> WHAT YOU NEED TO DO
Copy the lines word for word. Begin at the line that contains "The service MUST place a point on the riverbank, one" and end with the final line of the data.
━━━ DATA RECORDS
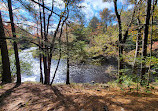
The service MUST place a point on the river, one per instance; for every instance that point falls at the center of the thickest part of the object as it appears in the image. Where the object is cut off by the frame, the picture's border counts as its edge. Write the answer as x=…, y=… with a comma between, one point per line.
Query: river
x=78, y=73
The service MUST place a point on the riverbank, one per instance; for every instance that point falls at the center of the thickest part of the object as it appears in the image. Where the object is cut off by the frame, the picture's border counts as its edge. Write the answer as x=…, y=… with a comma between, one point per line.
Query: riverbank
x=74, y=97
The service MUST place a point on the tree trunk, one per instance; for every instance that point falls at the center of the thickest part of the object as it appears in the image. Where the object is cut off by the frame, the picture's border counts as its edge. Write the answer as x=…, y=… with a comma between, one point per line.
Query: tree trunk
x=138, y=44
x=120, y=58
x=41, y=43
x=68, y=72
x=15, y=44
x=6, y=74
x=45, y=57
x=151, y=41
x=145, y=41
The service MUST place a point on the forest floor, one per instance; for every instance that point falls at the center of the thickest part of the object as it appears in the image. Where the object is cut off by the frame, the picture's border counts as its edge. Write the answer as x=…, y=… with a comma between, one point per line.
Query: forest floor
━━━━━━
> ANSWER FOR THE TASK
The service MUST place a point on the riverbank, one per instance; for every instance that point falls at the center of the thickest part of the object as it appears in the image. Where the object is cut off by the frame, the picture's border counts as its edge. Write the answer as x=…, y=… with a comma between, one point per line.
Query: riverbank
x=74, y=97
The service MUST place a point on the tree trunk, one per instance; for every instance that point falls at the center of the thickest part of the object as it appears in the image. Where the object is cut off by the frame, the picture's border counts as its edge. Write the answer as x=…, y=… with a comma between, one point per line.
Query: tree trunk
x=138, y=44
x=120, y=58
x=41, y=43
x=68, y=72
x=15, y=44
x=6, y=74
x=45, y=57
x=151, y=41
x=145, y=41
The service MUST place a point on the forest floor, one per instance; for every instance that point falls at the center of the thickest part of the object as it appears in the image. Where the object is cut off by the frame, the picture's border counts as its edge. Write the answer as x=…, y=… with a comma between, one point per line.
Query: forest floor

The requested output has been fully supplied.